EXTRACTED MATERIAL
____

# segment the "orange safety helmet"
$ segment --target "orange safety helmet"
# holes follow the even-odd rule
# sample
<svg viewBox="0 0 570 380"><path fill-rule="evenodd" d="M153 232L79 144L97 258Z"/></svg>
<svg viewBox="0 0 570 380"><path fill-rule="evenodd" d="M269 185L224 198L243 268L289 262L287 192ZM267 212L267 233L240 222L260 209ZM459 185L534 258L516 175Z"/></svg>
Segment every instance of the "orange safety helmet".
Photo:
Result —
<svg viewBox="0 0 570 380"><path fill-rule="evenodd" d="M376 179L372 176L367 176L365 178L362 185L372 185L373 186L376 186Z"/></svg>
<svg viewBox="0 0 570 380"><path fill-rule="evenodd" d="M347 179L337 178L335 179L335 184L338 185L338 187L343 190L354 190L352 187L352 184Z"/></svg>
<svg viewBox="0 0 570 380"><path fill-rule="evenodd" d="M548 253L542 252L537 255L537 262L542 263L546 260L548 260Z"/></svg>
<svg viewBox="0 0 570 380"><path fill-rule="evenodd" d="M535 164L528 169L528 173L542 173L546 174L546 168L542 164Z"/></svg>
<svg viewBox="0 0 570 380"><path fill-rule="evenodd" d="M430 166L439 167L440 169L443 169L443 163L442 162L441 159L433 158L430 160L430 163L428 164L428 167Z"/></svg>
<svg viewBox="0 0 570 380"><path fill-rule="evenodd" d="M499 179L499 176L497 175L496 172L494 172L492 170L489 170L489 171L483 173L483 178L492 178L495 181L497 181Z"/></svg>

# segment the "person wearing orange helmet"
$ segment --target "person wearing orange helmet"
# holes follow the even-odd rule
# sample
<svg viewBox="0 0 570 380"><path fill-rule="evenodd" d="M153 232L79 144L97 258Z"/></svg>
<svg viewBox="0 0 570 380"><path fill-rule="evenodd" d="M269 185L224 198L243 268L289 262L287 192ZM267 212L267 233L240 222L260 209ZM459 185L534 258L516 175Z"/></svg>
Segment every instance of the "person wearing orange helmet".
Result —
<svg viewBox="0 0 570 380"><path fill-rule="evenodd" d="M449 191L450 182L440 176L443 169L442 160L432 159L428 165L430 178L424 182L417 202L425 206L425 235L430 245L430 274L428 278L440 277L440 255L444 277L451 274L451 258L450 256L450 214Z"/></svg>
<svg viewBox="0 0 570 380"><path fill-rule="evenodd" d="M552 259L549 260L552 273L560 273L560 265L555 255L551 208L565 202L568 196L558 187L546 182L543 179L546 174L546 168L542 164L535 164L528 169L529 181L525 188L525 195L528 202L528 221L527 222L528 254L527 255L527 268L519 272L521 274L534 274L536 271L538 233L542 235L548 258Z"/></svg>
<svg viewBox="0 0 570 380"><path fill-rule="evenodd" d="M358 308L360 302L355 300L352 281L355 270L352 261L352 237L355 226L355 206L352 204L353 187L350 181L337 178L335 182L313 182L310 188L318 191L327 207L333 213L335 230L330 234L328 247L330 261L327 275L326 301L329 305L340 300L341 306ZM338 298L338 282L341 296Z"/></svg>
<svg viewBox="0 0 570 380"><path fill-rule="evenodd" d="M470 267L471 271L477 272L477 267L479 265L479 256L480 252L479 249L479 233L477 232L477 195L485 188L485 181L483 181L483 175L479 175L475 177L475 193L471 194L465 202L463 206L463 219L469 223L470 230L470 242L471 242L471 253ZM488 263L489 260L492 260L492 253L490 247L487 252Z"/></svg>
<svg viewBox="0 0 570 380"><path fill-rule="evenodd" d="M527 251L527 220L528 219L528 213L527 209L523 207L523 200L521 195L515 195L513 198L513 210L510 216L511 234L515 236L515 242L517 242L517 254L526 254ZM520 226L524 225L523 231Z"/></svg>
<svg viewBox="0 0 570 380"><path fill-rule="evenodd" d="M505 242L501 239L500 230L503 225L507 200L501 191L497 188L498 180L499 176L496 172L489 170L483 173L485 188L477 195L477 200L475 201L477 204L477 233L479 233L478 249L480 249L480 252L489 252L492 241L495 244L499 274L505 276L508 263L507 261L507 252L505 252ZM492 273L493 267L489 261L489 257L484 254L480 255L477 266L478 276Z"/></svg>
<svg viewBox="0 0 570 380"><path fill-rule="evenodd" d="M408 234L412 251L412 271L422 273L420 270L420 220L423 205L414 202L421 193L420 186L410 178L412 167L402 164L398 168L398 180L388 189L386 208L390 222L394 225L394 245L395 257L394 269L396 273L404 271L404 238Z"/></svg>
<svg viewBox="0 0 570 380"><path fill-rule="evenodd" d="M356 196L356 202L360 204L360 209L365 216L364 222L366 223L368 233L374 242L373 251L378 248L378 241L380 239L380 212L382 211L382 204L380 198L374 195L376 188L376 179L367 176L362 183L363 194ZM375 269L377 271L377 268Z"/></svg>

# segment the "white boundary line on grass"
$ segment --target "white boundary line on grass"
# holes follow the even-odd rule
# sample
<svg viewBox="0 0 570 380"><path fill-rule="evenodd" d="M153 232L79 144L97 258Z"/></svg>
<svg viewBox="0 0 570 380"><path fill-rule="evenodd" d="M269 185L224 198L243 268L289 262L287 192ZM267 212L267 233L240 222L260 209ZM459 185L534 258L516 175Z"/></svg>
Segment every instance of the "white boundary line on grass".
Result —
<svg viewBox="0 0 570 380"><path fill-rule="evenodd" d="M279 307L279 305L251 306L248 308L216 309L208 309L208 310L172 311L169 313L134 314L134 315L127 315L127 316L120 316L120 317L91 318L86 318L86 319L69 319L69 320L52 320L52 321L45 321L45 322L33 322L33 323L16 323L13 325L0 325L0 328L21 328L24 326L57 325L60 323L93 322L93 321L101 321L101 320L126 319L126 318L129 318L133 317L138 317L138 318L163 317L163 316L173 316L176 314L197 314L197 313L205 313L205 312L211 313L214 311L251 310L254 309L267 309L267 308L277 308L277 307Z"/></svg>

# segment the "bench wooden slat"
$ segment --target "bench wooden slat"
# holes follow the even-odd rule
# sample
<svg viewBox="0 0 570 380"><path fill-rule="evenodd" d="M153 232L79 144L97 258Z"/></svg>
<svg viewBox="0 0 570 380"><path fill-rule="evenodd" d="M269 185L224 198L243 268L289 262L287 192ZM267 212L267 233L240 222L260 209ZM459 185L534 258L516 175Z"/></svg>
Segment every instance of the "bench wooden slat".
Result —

____

TASK
Every record above should be output exactly.

EXERCISE ANSWER
# segment the "orange safety helmet"
$ segment --target "orange safety helmet"
# holes follow the even-odd rule
# sample
<svg viewBox="0 0 570 380"><path fill-rule="evenodd" d="M153 232L79 144L97 258Z"/></svg>
<svg viewBox="0 0 570 380"><path fill-rule="evenodd" d="M269 185L224 198L243 268L289 262L287 192ZM267 212L267 233L240 222L260 209ZM459 185L534 258L516 175Z"/></svg>
Segment every instance of the "orange safety helmet".
Photo:
Result —
<svg viewBox="0 0 570 380"><path fill-rule="evenodd" d="M376 179L372 176L367 176L365 178L362 185L372 185L373 186L376 186Z"/></svg>
<svg viewBox="0 0 570 380"><path fill-rule="evenodd" d="M347 179L337 178L335 179L335 184L338 185L338 187L343 190L354 190L352 187L352 184Z"/></svg>
<svg viewBox="0 0 570 380"><path fill-rule="evenodd" d="M548 253L542 252L537 255L537 262L542 263L546 260L548 260Z"/></svg>
<svg viewBox="0 0 570 380"><path fill-rule="evenodd" d="M535 164L528 169L528 173L542 173L546 174L546 168L542 164Z"/></svg>
<svg viewBox="0 0 570 380"><path fill-rule="evenodd" d="M430 166L439 167L440 169L443 169L443 163L442 162L441 159L433 158L430 160L430 163L428 164L428 167Z"/></svg>
<svg viewBox="0 0 570 380"><path fill-rule="evenodd" d="M499 179L499 176L497 175L496 172L494 172L492 170L489 170L489 171L483 173L483 178L492 178L495 181L497 181Z"/></svg>

# segment the "person wearing orange helmet"
$ segment --target "person wearing orange helmet"
# holes follow the even-odd rule
# sample
<svg viewBox="0 0 570 380"><path fill-rule="evenodd" d="M153 232L79 144L97 258Z"/></svg>
<svg viewBox="0 0 570 380"><path fill-rule="evenodd" d="M269 185L224 198L243 268L289 262L287 192ZM267 212L267 233L240 222L260 209ZM459 185L534 258L516 175Z"/></svg>
Segment every instance of the "person wearing orange helmet".
Result —
<svg viewBox="0 0 570 380"><path fill-rule="evenodd" d="M449 191L450 182L440 176L443 169L442 160L432 159L428 165L430 178L424 182L417 202L425 206L425 235L430 245L430 274L428 278L440 277L440 255L444 277L451 274L451 258L450 256L450 214Z"/></svg>
<svg viewBox="0 0 570 380"><path fill-rule="evenodd" d="M552 259L549 260L552 273L560 273L560 265L555 255L551 208L565 202L568 196L558 187L546 182L543 179L546 174L546 168L542 164L535 164L528 169L529 181L525 188L525 195L528 202L528 221L527 222L528 254L527 255L527 268L519 272L521 274L534 274L536 271L538 233L542 235L548 258Z"/></svg>
<svg viewBox="0 0 570 380"><path fill-rule="evenodd" d="M358 308L360 302L355 300L352 281L355 270L352 261L352 237L355 226L355 206L352 204L353 187L350 181L337 178L335 182L313 182L310 188L318 191L327 207L333 213L335 230L330 234L328 247L330 261L327 275L326 301L329 305L340 300L341 306ZM338 298L338 282L341 296Z"/></svg>
<svg viewBox="0 0 570 380"><path fill-rule="evenodd" d="M470 267L471 271L477 272L477 267L479 265L479 256L480 252L479 249L479 233L477 232L477 195L485 188L485 181L483 181L483 175L479 175L475 177L475 193L471 194L465 202L463 206L463 219L469 223L470 230L470 242L471 242L471 253ZM488 263L489 260L492 260L492 253L490 247L487 252Z"/></svg>
<svg viewBox="0 0 570 380"><path fill-rule="evenodd" d="M527 251L527 220L528 219L528 213L527 209L523 207L523 200L521 195L515 195L513 198L513 210L510 216L511 234L515 236L515 242L517 242L517 254L526 254ZM520 226L524 225L523 231Z"/></svg>
<svg viewBox="0 0 570 380"><path fill-rule="evenodd" d="M505 242L501 239L500 230L503 225L507 200L501 191L497 188L498 180L499 176L496 172L489 170L483 173L485 188L477 195L477 200L475 201L477 204L477 233L479 233L478 249L480 249L480 252L489 252L492 241L495 244L499 274L505 276L508 263L507 261L507 252L505 252ZM492 273L493 267L489 261L489 257L484 254L480 255L477 266L478 276Z"/></svg>
<svg viewBox="0 0 570 380"><path fill-rule="evenodd" d="M408 234L412 251L412 271L422 273L420 270L420 220L423 205L414 202L421 193L420 186L410 178L412 167L402 164L398 168L398 180L388 189L386 208L390 222L394 225L394 245L395 257L394 269L396 273L404 271L404 238Z"/></svg>
<svg viewBox="0 0 570 380"><path fill-rule="evenodd" d="M356 196L356 202L360 204L360 209L365 216L364 222L366 223L368 233L374 242L373 251L378 248L378 241L380 239L380 212L382 211L382 204L380 198L374 195L376 188L376 179L367 176L362 183L363 194ZM375 269L377 271L377 268Z"/></svg>

# segment the "white boundary line on grass"
$ segment --target "white boundary line on grass"
# holes follow the even-odd rule
# sample
<svg viewBox="0 0 570 380"><path fill-rule="evenodd" d="M153 232L79 144L97 258Z"/></svg>
<svg viewBox="0 0 570 380"><path fill-rule="evenodd" d="M269 185L224 198L243 268L289 262L287 192ZM267 212L267 233L240 222L260 209ZM459 185L534 258L516 175Z"/></svg>
Segment every instance of the "white boundary line on grass".
Result —
<svg viewBox="0 0 570 380"><path fill-rule="evenodd" d="M279 307L279 305L251 306L248 308L216 309L208 309L208 310L172 311L169 313L134 314L134 315L127 315L127 316L120 316L120 317L91 318L86 318L86 319L69 319L69 320L52 320L52 321L45 321L45 322L33 322L33 323L16 323L13 325L0 325L0 328L21 328L24 326L57 325L60 323L93 322L93 321L101 321L101 320L126 319L126 318L129 318L133 317L138 317L138 318L163 317L163 316L173 316L176 314L197 314L197 313L205 313L205 312L211 313L214 311L251 310L254 309L267 309L267 308L277 308L277 307Z"/></svg>

# segment the "bench wooden slat"
$ segment --target "bench wooden slat"
# holes follow the even-odd rule
# sample
<svg viewBox="0 0 570 380"><path fill-rule="evenodd" d="M153 232L79 144L97 258Z"/></svg>
<svg viewBox="0 0 570 380"><path fill-rule="evenodd" d="M269 185L224 198L243 268L289 262L287 192ZM267 212L267 233L240 222L260 209ZM459 185L534 258L516 175Z"/></svg>
Segment every instance of the "bench wooden slat".
Result —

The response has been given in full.